About this task → Every line with "front" in it must be copied from the data.

━━━━━━━━━━━━━━━━

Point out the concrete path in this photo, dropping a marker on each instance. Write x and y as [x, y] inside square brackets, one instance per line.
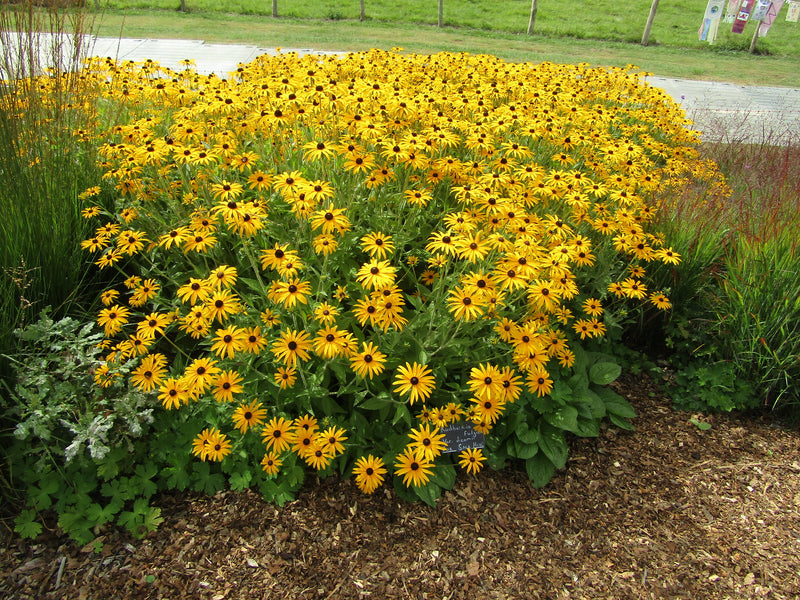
[719, 110]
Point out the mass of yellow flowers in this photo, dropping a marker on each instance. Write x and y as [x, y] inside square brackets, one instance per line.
[349, 254]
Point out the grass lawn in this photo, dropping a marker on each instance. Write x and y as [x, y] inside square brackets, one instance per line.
[672, 53]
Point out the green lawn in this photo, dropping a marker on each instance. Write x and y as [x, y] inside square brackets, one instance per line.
[698, 61]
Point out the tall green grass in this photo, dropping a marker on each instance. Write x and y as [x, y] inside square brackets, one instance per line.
[676, 22]
[44, 162]
[737, 292]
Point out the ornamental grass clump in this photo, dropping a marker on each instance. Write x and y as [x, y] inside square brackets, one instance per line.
[327, 263]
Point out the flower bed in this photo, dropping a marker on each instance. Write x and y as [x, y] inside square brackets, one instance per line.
[328, 262]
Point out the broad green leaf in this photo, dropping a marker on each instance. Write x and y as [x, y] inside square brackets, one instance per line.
[376, 402]
[554, 446]
[240, 480]
[603, 373]
[595, 404]
[540, 470]
[565, 418]
[444, 476]
[520, 449]
[27, 525]
[588, 427]
[525, 434]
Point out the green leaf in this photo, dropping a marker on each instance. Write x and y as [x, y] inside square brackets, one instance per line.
[99, 514]
[520, 449]
[177, 478]
[240, 481]
[40, 496]
[401, 413]
[525, 434]
[619, 406]
[444, 476]
[376, 402]
[588, 427]
[554, 446]
[603, 373]
[540, 470]
[565, 418]
[75, 524]
[145, 473]
[27, 525]
[595, 404]
[152, 519]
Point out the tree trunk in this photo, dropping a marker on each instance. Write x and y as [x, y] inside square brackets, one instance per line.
[650, 18]
[755, 39]
[534, 8]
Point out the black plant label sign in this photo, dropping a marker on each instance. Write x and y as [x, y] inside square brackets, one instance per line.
[462, 436]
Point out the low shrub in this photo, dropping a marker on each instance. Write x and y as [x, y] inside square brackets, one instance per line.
[342, 257]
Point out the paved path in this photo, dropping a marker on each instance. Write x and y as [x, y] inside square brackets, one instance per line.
[719, 110]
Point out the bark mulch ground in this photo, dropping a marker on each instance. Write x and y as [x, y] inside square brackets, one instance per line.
[668, 511]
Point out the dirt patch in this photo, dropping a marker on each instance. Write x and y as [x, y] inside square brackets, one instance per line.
[668, 511]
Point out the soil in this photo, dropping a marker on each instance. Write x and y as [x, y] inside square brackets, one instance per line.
[667, 511]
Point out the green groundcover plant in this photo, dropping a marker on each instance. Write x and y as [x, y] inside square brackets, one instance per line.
[380, 264]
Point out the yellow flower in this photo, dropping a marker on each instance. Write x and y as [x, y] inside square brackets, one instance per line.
[369, 361]
[369, 472]
[416, 471]
[415, 380]
[471, 460]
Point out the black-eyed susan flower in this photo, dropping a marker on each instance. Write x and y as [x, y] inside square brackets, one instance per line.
[415, 380]
[221, 304]
[222, 277]
[277, 434]
[318, 457]
[291, 345]
[660, 301]
[225, 385]
[328, 342]
[326, 313]
[150, 372]
[426, 442]
[291, 292]
[464, 305]
[471, 460]
[376, 274]
[377, 244]
[196, 290]
[331, 440]
[199, 375]
[486, 381]
[153, 324]
[285, 377]
[112, 319]
[247, 416]
[370, 361]
[539, 382]
[173, 393]
[217, 447]
[369, 472]
[415, 471]
[634, 288]
[271, 463]
[330, 220]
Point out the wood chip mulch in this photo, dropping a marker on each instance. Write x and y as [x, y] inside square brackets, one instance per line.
[668, 511]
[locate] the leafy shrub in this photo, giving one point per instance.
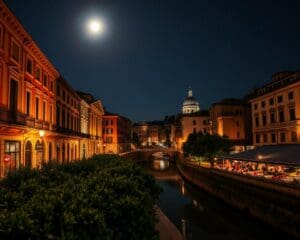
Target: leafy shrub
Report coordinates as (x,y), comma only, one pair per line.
(106,197)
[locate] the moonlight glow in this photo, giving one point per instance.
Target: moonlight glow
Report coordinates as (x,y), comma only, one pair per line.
(95,27)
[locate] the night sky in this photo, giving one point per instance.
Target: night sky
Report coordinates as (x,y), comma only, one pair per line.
(152,50)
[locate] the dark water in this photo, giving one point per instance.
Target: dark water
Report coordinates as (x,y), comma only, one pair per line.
(205,216)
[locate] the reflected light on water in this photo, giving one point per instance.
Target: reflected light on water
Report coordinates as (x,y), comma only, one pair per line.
(159,164)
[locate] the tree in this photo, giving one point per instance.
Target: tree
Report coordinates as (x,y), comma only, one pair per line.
(206,145)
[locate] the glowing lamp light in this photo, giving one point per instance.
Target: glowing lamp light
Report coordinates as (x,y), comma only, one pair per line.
(95,26)
(42,133)
(260,157)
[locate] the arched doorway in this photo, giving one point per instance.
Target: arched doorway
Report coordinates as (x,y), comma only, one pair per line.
(40,150)
(63,153)
(50,152)
(28,154)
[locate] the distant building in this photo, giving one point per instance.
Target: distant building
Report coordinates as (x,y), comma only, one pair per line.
(276,110)
(232,118)
(150,133)
(194,123)
(190,104)
(116,133)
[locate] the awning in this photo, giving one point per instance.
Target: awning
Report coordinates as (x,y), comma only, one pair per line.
(274,154)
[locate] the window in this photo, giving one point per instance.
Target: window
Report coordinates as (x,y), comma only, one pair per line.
(292,114)
(27,103)
(257,138)
(294,136)
(281,115)
(256,121)
(58,90)
(264,120)
(51,86)
(291,95)
(282,137)
(29,66)
(44,111)
(38,74)
(15,51)
(272,117)
(45,80)
(265,136)
(12,151)
(273,137)
(37,108)
(51,113)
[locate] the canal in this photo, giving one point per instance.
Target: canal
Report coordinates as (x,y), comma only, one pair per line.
(204,216)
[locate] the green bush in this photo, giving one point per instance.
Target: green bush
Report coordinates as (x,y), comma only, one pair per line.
(106,197)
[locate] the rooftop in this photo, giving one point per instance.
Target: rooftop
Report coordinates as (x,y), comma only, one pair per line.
(288,154)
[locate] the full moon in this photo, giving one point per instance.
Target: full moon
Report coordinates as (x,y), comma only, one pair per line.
(95,26)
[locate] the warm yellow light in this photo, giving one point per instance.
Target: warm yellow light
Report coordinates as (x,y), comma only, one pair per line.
(42,133)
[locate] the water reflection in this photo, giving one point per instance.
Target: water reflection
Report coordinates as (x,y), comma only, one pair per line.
(160,164)
(205,217)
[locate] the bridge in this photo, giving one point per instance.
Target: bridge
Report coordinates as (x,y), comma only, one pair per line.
(147,153)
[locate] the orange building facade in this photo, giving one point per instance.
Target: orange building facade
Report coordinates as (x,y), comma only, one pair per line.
(276,110)
(232,118)
(116,133)
(39,110)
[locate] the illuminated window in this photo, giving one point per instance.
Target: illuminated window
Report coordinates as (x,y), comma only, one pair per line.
(291,95)
(29,66)
(265,136)
(45,80)
(273,137)
(37,108)
(272,117)
(12,151)
(281,115)
(294,136)
(38,73)
(282,137)
(28,103)
(44,111)
(15,51)
(292,114)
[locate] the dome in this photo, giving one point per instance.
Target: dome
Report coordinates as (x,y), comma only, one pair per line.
(190,104)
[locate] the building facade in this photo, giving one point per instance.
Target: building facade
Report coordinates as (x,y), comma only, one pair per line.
(39,110)
(232,118)
(276,110)
(116,133)
(194,123)
(190,104)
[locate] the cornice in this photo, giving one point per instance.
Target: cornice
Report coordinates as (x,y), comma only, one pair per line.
(14,26)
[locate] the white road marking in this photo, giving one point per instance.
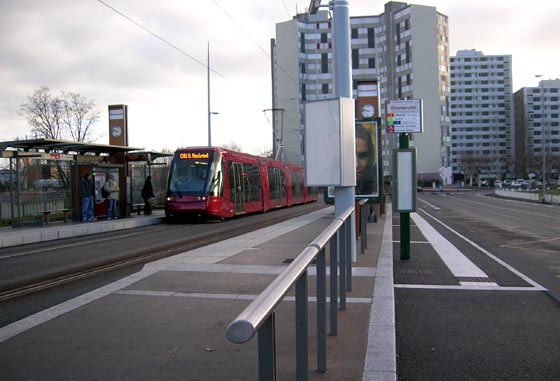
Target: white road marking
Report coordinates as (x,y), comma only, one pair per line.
(456,262)
(490,255)
(287,298)
(471,286)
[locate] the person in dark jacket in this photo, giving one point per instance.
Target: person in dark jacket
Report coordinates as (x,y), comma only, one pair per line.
(147,194)
(86,188)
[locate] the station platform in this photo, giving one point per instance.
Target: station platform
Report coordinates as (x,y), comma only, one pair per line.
(26,234)
(168,321)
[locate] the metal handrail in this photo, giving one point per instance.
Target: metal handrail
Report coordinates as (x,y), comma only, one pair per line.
(259,315)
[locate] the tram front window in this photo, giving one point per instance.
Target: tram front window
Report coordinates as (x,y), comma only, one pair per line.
(190,176)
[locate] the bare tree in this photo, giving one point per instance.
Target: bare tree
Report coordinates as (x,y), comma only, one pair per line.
(43,112)
(56,117)
(80,116)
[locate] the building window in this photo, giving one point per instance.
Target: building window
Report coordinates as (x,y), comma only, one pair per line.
(371,38)
(355,59)
(324,63)
(408,52)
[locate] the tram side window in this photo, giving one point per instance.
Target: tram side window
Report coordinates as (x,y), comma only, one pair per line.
(253,188)
(283,182)
(296,183)
(272,180)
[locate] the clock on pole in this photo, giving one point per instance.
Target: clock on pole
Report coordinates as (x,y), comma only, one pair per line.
(367,110)
(116,131)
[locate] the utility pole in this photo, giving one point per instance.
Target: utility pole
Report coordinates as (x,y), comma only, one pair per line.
(344,196)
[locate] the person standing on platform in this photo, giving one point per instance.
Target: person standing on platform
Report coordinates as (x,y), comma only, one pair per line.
(147,195)
(112,188)
(86,188)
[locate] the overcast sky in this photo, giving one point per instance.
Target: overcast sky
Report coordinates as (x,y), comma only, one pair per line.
(85,47)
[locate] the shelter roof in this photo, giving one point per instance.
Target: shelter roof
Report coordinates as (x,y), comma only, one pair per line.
(147,155)
(63,146)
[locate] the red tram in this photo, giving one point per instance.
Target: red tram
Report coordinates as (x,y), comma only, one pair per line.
(219,183)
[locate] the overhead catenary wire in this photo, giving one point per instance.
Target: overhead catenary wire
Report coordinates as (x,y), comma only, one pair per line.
(254,41)
(161,38)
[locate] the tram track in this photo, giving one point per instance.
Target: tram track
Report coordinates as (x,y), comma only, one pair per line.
(142,257)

━━━━━━━━━━━━━━━━

Reply →
[locate] the tram front window in this photo, giving one point per instance.
Target: tram front window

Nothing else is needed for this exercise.